- [Obiettivo A]: Trascrivi dal brano sui paradossi il passo che va da "Don Chisciotte è" fino a "grande dell’ideale cavalleresco." compreso.

##### Brano da leggere

Nonché sul "Paradosso di Oprah Winfrey" (ovvero il fatto che, mentre dispensa consigli sulle nostre vite, come se fosse una componente della nostre famiglie, rimane distaccata, misteriosa ed estranea) e sul "Paradosso di Eminem" (ossia il fatto che è e allo stesso tempo non è il vero Slim Shady).
Don Chisciotte è un paradosso in sella a un cavallo sfiancato, il cavaliere errante le cui peregrinazioni smontano l’idea stessa di cavaliere errante, il cavalleresco idiota la cui follia rivela la follia più grande dell’ideale cavalleresco.
Il detective Erik Lönnrot nel racconto di Borges La morte e la bussola risolve l’enigma di una misteriosa serie di omicidi e capisce dove e quando avverrà l’omicidio successivo, solo per scoprire, troppo tardi per potersi salvare, che sarà la prossima vittima e che gli altri crimini sono stati commessi per condurlo sulla scena del delitto.
Oscar Wilde, che disse di poter resistere a tutto eccetto che alla tentazione, incarna i paradossi dell’edonismo. E nel romanzo di Joseph Heller Gold!, il personaggio dell’assistente presidenziale, Ralph Newsome, l’avatar delle disonestà in politica, parla esclusivamente per ossimori, frasi la cui fine contraddice l’inizio: «Questo Presidente vi appoggerà finché dovrà». «Vogliamo andare avanti il più velocemente possibile con questa faccenda, anche se dovremo procedere lentamente». «Questo Presidente non vuole dei leccapiedi. Ciò che vogliamo sono uomini indipendenti e integri che, una volta che avremo preso le nostre decisioni, concorderanno con ognuna di esse».
A mio avviso, il paradosso più bello è la famosa espressione verso la fine di Il canto di me stesso di Whitman.
Forse che mi contraddico?
Benissimo, allora vuol dire che mi contraddico.

##########

- [Obiettivo B]: Riscrivi i record dalla riga con "target: player's raised arm" fino all'ultima riga compresa, mettendo "player's bent arm" al posto di "player's raised arm" e lasciando tutto il resto invariato.

##### Record di origine

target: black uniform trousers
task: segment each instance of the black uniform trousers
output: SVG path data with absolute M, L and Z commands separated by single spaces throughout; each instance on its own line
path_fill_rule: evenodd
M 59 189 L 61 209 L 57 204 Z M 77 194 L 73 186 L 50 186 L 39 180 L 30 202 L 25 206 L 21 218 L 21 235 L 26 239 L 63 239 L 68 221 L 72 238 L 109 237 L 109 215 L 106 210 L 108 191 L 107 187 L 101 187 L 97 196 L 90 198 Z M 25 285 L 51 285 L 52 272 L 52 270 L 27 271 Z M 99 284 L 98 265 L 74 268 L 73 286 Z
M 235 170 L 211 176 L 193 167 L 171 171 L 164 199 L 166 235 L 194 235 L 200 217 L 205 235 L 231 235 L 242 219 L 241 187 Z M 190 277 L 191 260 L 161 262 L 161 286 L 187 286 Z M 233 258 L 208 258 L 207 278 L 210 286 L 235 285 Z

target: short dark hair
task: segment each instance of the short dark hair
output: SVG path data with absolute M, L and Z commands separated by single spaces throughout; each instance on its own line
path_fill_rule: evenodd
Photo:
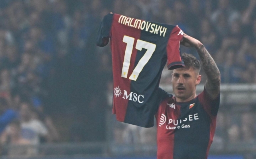
M 181 58 L 184 62 L 186 69 L 188 70 L 192 68 L 199 73 L 201 70 L 200 62 L 195 56 L 190 54 L 183 53 L 181 54 Z

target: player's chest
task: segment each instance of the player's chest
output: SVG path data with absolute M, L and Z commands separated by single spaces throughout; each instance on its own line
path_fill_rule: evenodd
M 157 119 L 158 131 L 174 133 L 180 129 L 199 129 L 209 123 L 207 113 L 198 100 L 182 104 L 175 101 L 162 103 Z

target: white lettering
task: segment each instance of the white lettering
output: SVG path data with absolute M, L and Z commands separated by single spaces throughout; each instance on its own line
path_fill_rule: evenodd
M 125 21 L 125 24 L 124 24 L 129 25 L 129 24 L 130 24 L 130 22 L 131 21 L 131 19 L 132 19 L 132 18 L 127 18 L 126 19 L 126 20 Z
M 124 90 L 124 97 L 123 97 L 123 98 L 127 99 L 127 98 L 128 98 L 128 97 L 129 97 L 129 100 L 130 101 L 132 100 L 132 92 L 131 92 L 131 93 L 130 93 L 129 95 L 128 95 L 127 92 L 125 90 Z M 124 97 L 124 96 L 126 96 L 125 98 Z
M 143 26 L 142 26 L 142 25 Z M 142 30 L 143 30 L 143 29 L 144 29 L 145 26 L 146 26 L 146 22 L 143 21 L 141 23 L 141 25 L 140 26 L 140 29 L 141 29 Z
M 157 25 L 156 26 L 156 28 L 155 28 L 155 31 L 154 32 L 154 34 L 158 34 L 158 30 L 160 29 L 160 26 L 158 26 L 158 28 L 157 29 Z
M 142 97 L 142 98 L 144 98 L 144 95 L 142 95 L 140 94 L 138 96 L 138 101 L 139 103 L 143 103 L 143 101 L 140 101 L 140 96 Z
M 155 29 L 154 28 L 153 26 L 156 26 L 156 24 L 152 24 L 152 25 L 151 25 L 151 30 L 149 32 L 151 32 L 151 33 L 152 33 L 154 32 L 154 30 Z
M 175 129 L 176 127 L 175 126 L 172 127 L 172 126 L 168 126 L 168 125 L 166 125 L 166 129 Z
M 121 19 L 121 23 L 124 24 L 125 20 L 126 20 L 127 18 L 127 16 L 121 16 L 119 18 L 119 19 L 118 20 L 118 23 L 120 23 L 120 20 Z M 124 20 L 123 22 L 123 20 L 124 20 Z
M 133 93 L 133 101 L 137 101 L 137 95 L 138 95 L 138 94 L 137 94 L 137 93 Z
M 151 25 L 151 23 L 150 23 L 149 25 L 148 25 L 148 22 L 147 22 L 147 25 L 146 26 L 146 32 L 148 32 L 148 29 L 149 29 L 149 27 L 150 26 L 150 25 Z
M 139 24 L 139 25 L 138 26 L 138 29 L 140 28 L 140 24 L 141 24 L 141 20 L 138 20 L 138 20 L 137 22 L 136 22 L 136 24 L 135 24 L 135 27 L 134 28 L 137 28 L 137 24 L 138 24 L 139 22 L 140 22 L 140 24 Z M 134 27 L 134 25 L 133 27 Z
M 162 28 L 163 28 L 163 30 L 162 30 Z M 161 26 L 161 27 L 160 27 L 160 36 L 162 36 L 162 33 L 164 32 L 164 28 L 165 28 L 164 27 L 162 27 L 162 26 Z
M 198 115 L 198 113 L 197 113 L 194 115 L 194 118 L 195 119 L 195 120 L 197 120 L 199 119 L 199 118 L 198 118 L 198 115 Z
M 164 36 L 163 36 L 164 37 L 164 36 L 165 36 L 165 33 L 166 32 L 166 30 L 167 30 L 167 29 L 165 28 L 165 29 L 164 30 Z
M 188 115 L 188 120 L 190 121 L 192 121 L 193 120 L 193 115 Z
M 132 20 L 133 20 L 134 19 L 134 18 L 132 18 L 132 20 L 131 20 L 131 21 L 130 22 L 130 24 L 129 24 L 129 26 L 132 26 Z
M 175 120 L 173 120 L 173 124 L 174 125 L 178 125 L 178 120 L 176 120 L 176 121 L 177 121 L 177 123 L 175 124 Z
M 172 123 L 172 119 L 169 119 L 169 123 L 168 123 L 168 124 L 170 124 L 171 123 Z
M 136 19 L 135 20 L 134 23 L 133 24 L 133 26 L 132 26 L 133 28 L 136 28 L 136 27 L 137 26 L 137 24 L 136 24 L 136 23 L 137 22 L 137 21 L 138 21 L 138 19 Z M 136 26 L 135 26 L 135 24 L 136 24 Z

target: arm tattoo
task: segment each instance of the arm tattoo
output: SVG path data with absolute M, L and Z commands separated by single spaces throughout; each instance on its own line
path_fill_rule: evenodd
M 202 68 L 207 76 L 205 89 L 211 97 L 216 98 L 220 91 L 220 74 L 214 60 L 202 45 L 197 48 Z

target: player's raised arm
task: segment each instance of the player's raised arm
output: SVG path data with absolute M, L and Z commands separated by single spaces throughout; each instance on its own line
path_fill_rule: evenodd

##########

- [Risultato A]:
Don Chisciotte è un paradosso in sella a un cavallo sfiancato, il cavaliere errante le cui peregrinazioni smontano l’idea stessa di cavaliere errante, il cavalleresco idiota la cui follia rivela la follia più grande dell’ideale cavalleresco.

- [Risultato B]:
target: player's bent arm
task: segment each instance of the player's bent arm
output: SVG path data with absolute M, L and Z commands separated by single spaces throughout; each instance on its own line
path_fill_rule: evenodd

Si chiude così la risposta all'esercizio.